Instruction>
Exactly the lines from the one containing "the black facial" through the end of the data below are to be reproduced, and nothing besides them.
#### Data shown
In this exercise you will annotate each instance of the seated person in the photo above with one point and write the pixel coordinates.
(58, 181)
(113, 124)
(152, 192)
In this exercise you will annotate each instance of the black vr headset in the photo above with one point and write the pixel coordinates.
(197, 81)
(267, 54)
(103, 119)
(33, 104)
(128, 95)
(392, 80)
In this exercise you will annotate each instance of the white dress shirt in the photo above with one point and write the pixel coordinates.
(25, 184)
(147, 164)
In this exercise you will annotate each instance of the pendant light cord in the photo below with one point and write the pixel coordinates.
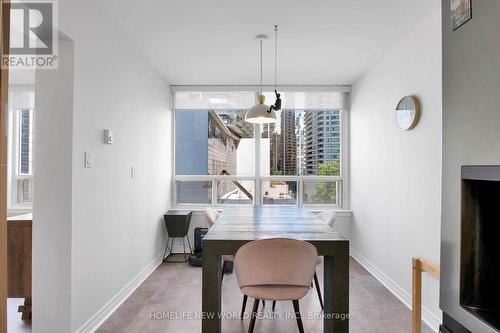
(275, 56)
(261, 66)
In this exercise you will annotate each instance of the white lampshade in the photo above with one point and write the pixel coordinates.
(259, 114)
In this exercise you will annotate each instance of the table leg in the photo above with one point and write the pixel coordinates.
(336, 292)
(211, 293)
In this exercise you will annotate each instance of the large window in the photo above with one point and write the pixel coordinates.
(220, 159)
(22, 185)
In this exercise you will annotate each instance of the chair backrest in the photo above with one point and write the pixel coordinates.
(210, 216)
(276, 261)
(328, 217)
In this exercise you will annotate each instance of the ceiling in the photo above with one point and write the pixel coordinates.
(212, 41)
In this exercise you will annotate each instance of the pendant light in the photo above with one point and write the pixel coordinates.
(260, 113)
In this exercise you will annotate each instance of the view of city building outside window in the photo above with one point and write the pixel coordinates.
(220, 142)
(210, 142)
(303, 143)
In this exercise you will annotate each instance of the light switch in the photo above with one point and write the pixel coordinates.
(89, 159)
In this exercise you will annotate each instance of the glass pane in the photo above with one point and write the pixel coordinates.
(25, 141)
(318, 100)
(279, 193)
(235, 192)
(320, 192)
(214, 143)
(194, 192)
(302, 142)
(24, 191)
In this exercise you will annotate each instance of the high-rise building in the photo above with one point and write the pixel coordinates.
(288, 154)
(322, 138)
(300, 130)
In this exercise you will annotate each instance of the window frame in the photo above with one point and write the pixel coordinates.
(16, 175)
(342, 180)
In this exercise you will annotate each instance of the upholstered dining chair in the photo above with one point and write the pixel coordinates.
(277, 269)
(211, 216)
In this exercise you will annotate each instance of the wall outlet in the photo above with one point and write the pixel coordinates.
(89, 159)
(108, 136)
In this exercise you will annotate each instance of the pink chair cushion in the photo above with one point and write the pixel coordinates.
(276, 293)
(275, 262)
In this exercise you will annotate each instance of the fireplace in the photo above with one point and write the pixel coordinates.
(480, 243)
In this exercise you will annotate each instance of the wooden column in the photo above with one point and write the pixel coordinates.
(419, 265)
(4, 85)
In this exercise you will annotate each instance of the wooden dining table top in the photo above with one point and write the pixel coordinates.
(252, 223)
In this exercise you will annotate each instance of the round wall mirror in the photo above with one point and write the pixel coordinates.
(408, 113)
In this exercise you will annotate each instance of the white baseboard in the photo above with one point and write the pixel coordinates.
(100, 316)
(427, 316)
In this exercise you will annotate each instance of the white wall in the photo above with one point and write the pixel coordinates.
(51, 284)
(395, 175)
(115, 222)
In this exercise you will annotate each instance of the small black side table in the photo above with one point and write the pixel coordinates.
(177, 223)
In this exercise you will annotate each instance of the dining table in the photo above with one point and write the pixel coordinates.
(238, 225)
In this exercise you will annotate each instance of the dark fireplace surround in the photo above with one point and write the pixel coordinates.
(480, 243)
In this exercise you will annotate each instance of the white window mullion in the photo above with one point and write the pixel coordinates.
(258, 184)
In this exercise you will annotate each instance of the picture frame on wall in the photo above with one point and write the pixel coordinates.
(461, 12)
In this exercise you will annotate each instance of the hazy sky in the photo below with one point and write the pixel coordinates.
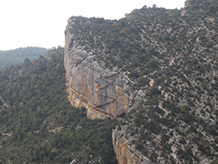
(42, 23)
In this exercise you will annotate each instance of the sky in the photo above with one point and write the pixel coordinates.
(41, 23)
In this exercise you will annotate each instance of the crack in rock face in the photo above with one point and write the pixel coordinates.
(100, 90)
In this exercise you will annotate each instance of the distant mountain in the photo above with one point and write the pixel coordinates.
(18, 55)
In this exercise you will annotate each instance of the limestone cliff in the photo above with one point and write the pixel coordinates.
(103, 92)
(124, 149)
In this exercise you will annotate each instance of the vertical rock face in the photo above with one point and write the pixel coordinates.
(125, 152)
(103, 92)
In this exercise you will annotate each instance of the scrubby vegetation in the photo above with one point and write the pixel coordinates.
(18, 55)
(38, 124)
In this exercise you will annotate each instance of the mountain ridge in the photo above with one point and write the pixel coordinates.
(171, 60)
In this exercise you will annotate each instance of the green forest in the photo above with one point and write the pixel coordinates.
(18, 55)
(37, 122)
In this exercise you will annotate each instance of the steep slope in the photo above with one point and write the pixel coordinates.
(102, 91)
(171, 61)
(17, 56)
(37, 122)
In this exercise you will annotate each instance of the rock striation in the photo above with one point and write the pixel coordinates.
(103, 92)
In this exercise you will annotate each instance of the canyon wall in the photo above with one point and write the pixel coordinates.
(125, 150)
(103, 92)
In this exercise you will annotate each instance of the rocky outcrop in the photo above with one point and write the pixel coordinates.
(199, 7)
(125, 151)
(103, 92)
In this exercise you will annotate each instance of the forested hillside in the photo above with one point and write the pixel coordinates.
(37, 122)
(18, 55)
(171, 58)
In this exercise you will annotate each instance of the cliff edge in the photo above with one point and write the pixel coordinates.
(105, 93)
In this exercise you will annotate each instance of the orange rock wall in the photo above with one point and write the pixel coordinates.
(100, 90)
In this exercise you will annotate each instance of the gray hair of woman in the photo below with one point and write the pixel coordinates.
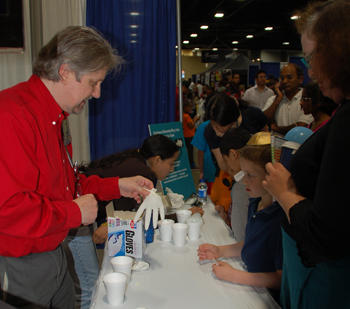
(82, 48)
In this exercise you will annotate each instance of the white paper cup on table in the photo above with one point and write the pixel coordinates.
(182, 215)
(179, 234)
(122, 264)
(194, 229)
(115, 284)
(166, 229)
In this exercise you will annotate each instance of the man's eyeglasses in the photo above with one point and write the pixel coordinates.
(307, 59)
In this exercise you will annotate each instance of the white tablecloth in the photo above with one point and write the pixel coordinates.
(176, 279)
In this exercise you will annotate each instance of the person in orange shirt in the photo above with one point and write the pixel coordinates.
(188, 126)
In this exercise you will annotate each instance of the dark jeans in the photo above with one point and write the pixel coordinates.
(38, 280)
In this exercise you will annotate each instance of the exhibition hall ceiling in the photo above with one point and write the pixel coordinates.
(240, 19)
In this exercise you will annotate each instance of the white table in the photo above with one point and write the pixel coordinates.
(176, 279)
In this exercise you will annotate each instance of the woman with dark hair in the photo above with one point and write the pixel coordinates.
(153, 160)
(315, 193)
(313, 102)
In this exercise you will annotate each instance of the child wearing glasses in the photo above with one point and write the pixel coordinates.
(261, 250)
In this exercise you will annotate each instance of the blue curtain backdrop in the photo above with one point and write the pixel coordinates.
(144, 33)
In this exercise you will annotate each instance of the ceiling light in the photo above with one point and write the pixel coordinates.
(219, 15)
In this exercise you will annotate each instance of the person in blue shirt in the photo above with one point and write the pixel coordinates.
(261, 250)
(207, 167)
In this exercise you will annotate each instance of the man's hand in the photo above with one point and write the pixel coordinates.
(152, 204)
(88, 208)
(134, 187)
(101, 234)
(225, 271)
(208, 252)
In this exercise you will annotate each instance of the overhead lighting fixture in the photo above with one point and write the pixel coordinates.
(219, 15)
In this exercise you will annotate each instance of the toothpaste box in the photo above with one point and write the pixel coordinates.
(125, 237)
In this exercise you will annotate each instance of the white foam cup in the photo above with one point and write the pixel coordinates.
(194, 229)
(182, 215)
(166, 229)
(115, 284)
(179, 234)
(122, 264)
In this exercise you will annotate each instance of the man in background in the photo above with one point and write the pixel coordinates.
(283, 110)
(257, 95)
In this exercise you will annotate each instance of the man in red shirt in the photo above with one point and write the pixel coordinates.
(41, 198)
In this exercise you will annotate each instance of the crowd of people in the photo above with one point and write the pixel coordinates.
(290, 224)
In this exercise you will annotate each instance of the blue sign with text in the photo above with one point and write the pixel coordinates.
(180, 180)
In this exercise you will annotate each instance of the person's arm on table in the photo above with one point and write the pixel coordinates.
(212, 252)
(114, 187)
(285, 129)
(225, 271)
(320, 225)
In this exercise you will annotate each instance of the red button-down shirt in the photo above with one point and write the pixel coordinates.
(37, 182)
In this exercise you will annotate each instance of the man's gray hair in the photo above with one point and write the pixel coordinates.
(83, 49)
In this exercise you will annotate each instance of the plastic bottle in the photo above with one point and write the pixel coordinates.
(149, 234)
(202, 192)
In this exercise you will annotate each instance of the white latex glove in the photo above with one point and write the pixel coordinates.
(152, 202)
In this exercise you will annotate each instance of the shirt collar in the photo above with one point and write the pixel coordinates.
(268, 210)
(46, 102)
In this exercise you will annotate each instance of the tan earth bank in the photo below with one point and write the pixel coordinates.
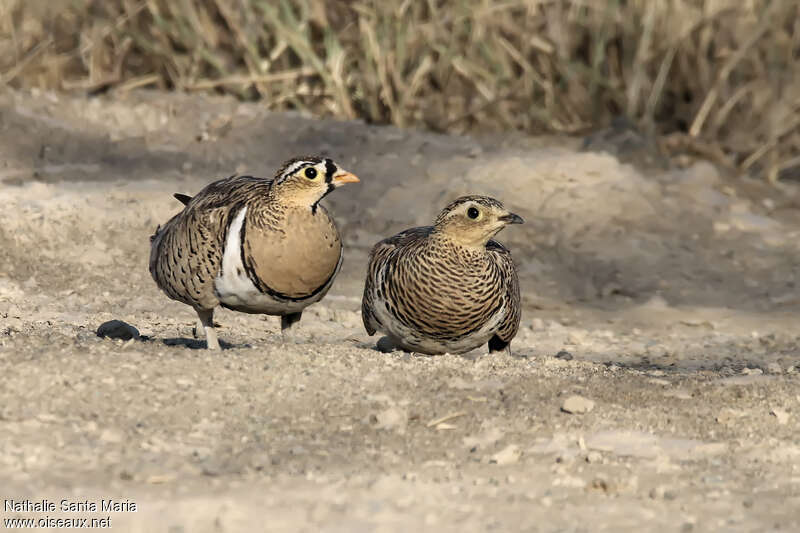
(653, 385)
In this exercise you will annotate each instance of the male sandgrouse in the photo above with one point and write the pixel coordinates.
(446, 288)
(256, 245)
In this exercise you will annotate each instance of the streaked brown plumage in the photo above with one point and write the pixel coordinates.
(446, 288)
(255, 245)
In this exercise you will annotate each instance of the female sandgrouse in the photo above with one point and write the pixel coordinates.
(446, 288)
(256, 245)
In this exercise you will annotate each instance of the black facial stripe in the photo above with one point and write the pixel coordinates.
(330, 170)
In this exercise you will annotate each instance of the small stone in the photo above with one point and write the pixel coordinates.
(117, 329)
(780, 414)
(594, 457)
(774, 368)
(393, 418)
(385, 345)
(564, 355)
(577, 405)
(111, 436)
(728, 416)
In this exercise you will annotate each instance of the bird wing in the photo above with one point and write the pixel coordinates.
(502, 256)
(382, 254)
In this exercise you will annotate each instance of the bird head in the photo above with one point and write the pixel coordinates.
(304, 181)
(474, 220)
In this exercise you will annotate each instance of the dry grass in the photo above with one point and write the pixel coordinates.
(715, 77)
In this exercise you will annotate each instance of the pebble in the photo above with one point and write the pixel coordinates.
(594, 457)
(780, 414)
(393, 418)
(577, 405)
(117, 329)
(385, 345)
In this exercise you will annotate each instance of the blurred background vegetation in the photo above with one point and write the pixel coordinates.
(718, 78)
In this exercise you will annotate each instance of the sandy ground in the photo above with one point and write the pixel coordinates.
(664, 299)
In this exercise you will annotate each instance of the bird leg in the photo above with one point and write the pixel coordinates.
(206, 317)
(287, 323)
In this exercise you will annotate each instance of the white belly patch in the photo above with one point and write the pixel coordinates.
(233, 286)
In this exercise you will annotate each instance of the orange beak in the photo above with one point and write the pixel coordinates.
(343, 177)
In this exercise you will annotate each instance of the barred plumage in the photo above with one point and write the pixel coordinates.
(256, 245)
(447, 287)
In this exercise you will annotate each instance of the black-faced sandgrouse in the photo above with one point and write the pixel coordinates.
########
Worked answer>
In this exercise you will annotate each instance of the black facial stripe in the photo above with one point and write the pixel coordinates.
(330, 170)
In this exercise you will annotate each instance of the small stone in the photo above with one point and write the pixel coordinates.
(117, 329)
(780, 414)
(594, 457)
(774, 368)
(393, 418)
(385, 345)
(564, 355)
(577, 405)
(111, 436)
(728, 416)
In this exercise you will annotate each instance of the bird wing in the photo above with one point and write the pixel coordinates.
(502, 256)
(382, 254)
In this exercise you will annotate each instance of the bird head in the photo above with one point and write the pixel coordinates.
(304, 181)
(474, 220)
In this exercise you will annotate each instance of the dry grass in the photo above with one point and write the pixel coordinates.
(715, 77)
In this exercise you will annotate each instance of the pebble in the photo above with one point and write the pixel coordinates.
(594, 457)
(780, 414)
(393, 418)
(577, 405)
(117, 329)
(385, 345)
In this exercise you will annotate each instance of the blurred background vegetation in the photo above with one point and write the pixel coordinates.
(718, 78)
In this exercise you will annotate each instance of the sandy ground in the photo above with one point and write the pixel coordinates.
(664, 299)
In this exercise you will annotate each instance of the bird leg in the photo above with one point and write the pixel coordinates.
(206, 317)
(287, 323)
In this exercise you will annotate each instance of the white belly patch in the photo above with one point and write the pixel coordinates.
(233, 286)
In this exercise you will annotate each instance of the orange beak in the photo above with one point and write the pixel coordinates.
(343, 177)
In this exercise you will annotate each instance of the barred plumage in the photo above with one point and write the pixel coordinates.
(256, 245)
(447, 287)
In this exercise you will annotate each instance of the black-faced sandgrouse in the photo above with one point and write the pixel coordinates.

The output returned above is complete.